** Directions **
Transcribe all the entries word for word, skipping the pictures.

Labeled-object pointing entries
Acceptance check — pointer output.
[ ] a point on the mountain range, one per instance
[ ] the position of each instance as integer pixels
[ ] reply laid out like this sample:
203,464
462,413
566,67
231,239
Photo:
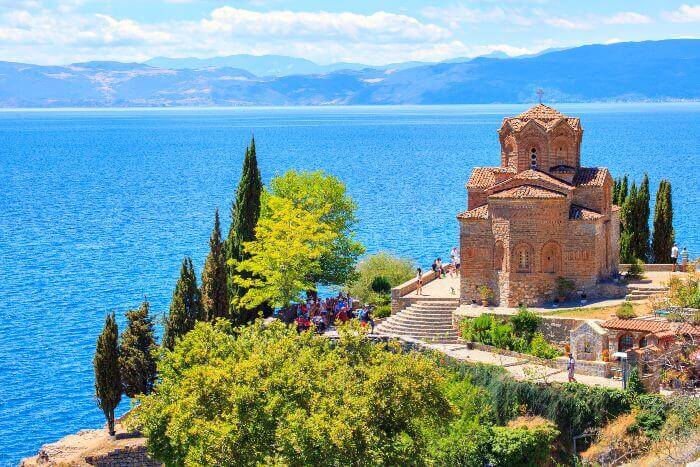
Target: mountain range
667,70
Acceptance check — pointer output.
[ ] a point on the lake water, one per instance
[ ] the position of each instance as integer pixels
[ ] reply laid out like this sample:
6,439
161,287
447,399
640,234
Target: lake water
98,208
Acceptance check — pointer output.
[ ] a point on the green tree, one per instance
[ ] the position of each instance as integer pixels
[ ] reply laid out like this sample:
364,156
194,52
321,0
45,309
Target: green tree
267,396
185,306
215,303
283,259
137,352
245,213
664,235
396,270
108,387
319,192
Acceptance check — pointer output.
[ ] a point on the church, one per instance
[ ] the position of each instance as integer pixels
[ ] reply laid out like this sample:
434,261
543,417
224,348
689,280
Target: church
538,216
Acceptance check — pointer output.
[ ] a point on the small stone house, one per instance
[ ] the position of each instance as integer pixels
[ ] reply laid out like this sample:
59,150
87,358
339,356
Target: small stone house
588,340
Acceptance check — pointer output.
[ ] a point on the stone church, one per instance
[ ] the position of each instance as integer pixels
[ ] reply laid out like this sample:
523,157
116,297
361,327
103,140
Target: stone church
538,215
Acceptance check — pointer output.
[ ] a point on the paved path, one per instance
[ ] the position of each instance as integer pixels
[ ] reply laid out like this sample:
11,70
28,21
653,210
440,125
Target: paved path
519,368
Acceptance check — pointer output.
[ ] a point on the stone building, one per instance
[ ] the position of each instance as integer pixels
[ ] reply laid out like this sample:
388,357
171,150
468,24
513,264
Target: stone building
538,215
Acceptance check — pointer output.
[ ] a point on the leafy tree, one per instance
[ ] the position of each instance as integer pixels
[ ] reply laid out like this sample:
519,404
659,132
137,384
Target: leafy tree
284,258
319,192
108,387
245,213
137,358
267,396
664,235
215,301
396,270
185,306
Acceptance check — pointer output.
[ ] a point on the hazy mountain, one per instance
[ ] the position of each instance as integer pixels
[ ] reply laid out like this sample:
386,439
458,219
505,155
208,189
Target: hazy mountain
633,71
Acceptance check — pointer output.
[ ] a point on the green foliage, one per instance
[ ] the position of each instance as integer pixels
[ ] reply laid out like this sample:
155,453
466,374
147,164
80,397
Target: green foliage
215,302
664,235
185,306
396,270
268,396
137,353
525,323
625,311
319,192
382,311
539,347
283,259
522,446
245,212
381,285
634,382
108,387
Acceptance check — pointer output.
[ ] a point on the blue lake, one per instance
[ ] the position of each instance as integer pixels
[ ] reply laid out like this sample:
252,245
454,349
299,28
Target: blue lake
98,208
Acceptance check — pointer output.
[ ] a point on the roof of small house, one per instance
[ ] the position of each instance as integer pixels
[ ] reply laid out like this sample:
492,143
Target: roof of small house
577,212
651,325
481,212
527,191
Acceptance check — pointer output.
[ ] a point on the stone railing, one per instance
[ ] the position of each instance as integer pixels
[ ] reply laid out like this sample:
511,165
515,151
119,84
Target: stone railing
406,288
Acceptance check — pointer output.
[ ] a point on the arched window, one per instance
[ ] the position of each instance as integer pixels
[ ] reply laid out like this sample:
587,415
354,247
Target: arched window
498,256
551,258
533,158
523,259
625,343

** Answer to the exercise **
Acceptance check — pointer output.
[ ] a point on the mountain range, one per instance
[ ] the position of each instance as integer pixels
[ ] reply laid out like this sample:
203,464
462,413
566,67
231,239
Photo:
Target: mountain range
667,70
Acceptance check — pointer output.
[ ] a point on the lake water, one per instance
[ ] the position of each instance as integer pixels
[ ] reply laid out like this sample:
6,439
161,287
447,399
640,234
Target: lake water
98,208
Acceptance check — pointer output.
[ ] a point on the green tree, one per instance
[ ] the position of each instance as integer pixels
[ ] reply laid out like this sample:
364,156
194,52
321,0
45,309
Target: green tree
267,396
185,306
215,303
283,259
137,352
245,213
664,235
396,270
108,387
319,192
Acceptance check — pointer output.
[ ] a point on the church, one per instance
[ ] the position of each instance as integer pixels
[ ] reply laid out like this sample:
434,261
543,417
224,348
689,280
Target: church
538,216
Acceptance check — pointer output.
[ ] a point on the small stone house, one per instance
[ ] the position of each instance as integer pixels
[ ] reply laid out like this sample:
59,150
87,358
339,356
Target: small stone house
588,340
Acceptance check — pointer output.
[ ] a point on the stone church, one per instance
[ ] the position of each instance as integer pixels
[ ] reply laid out like this sample:
523,157
116,297
361,327
103,140
Target: stone church
538,215
Acceptance check — pointer output.
[ ] a point on the paved path, one per instance
[ ] the position of each instance as integer pixels
[ ] reply laid out like this sample:
11,70
28,21
653,210
440,125
Target: paved path
519,368
Acceptance check — pointer output.
[ ] a point on the stone building, one per instance
[ ] the position of each instance as integer pixels
[ ] reply laid out like this sample:
388,357
171,150
468,24
513,264
Target: stone building
538,215
Acceptance check — pointer output.
[ ] a point on the leafy tree, one per instance
[ ] the position of each instance as integer pixels
[ ] reply laid out like this sample:
519,404
659,132
137,384
Target: leafy tree
284,258
319,192
108,387
245,213
137,358
267,396
664,235
215,301
396,270
185,306
Acceptance check — pointer output.
[ ] a point on the hazy mountain, one per instance
[ ] the position of each instance as integer pixels
[ ] reply laid out like this sample:
386,439
458,219
505,155
208,189
Target: hazy mountain
633,71
Acceptance check — pointer output.
[ ] a point on the green foliage, one per instance
[ ] the position of each instance as integer pixels
[ ] reply laid out like this sample:
155,453
466,374
147,164
80,397
Target: green foliage
215,302
664,235
185,306
396,270
268,396
137,353
525,323
625,311
319,192
382,311
539,347
283,259
522,446
245,212
381,285
634,382
108,387
Acceptance check — pointer output.
[ ] a point on the blue lake, one per instance
[ ] the position of each instance as integer pixels
[ ] reply laid out like this sample:
252,245
454,349
299,28
Target: blue lake
98,208
Acceptance check — pointer output.
[ ] a point on the roof of small house, one per instance
[ ] the position of each instance as integer pixels
[ ] reply laid out like this sample:
492,143
Target: roof of small house
577,212
651,325
481,212
527,191
Acceptance check — pointer output.
[ ] a point on the stone railing, one per instance
[ ] the position of each instance as integer pixels
[ ] reply laid out like this sample:
511,165
515,151
119,84
Target: stone railing
406,288
Acceptance check — pointer output.
[ ] a point on the arched window, one per instance
[ ] the position of each instance as integer pixels
[ ] reply laid out like this sample:
587,415
354,247
Target: arched window
498,256
551,258
533,158
523,259
625,343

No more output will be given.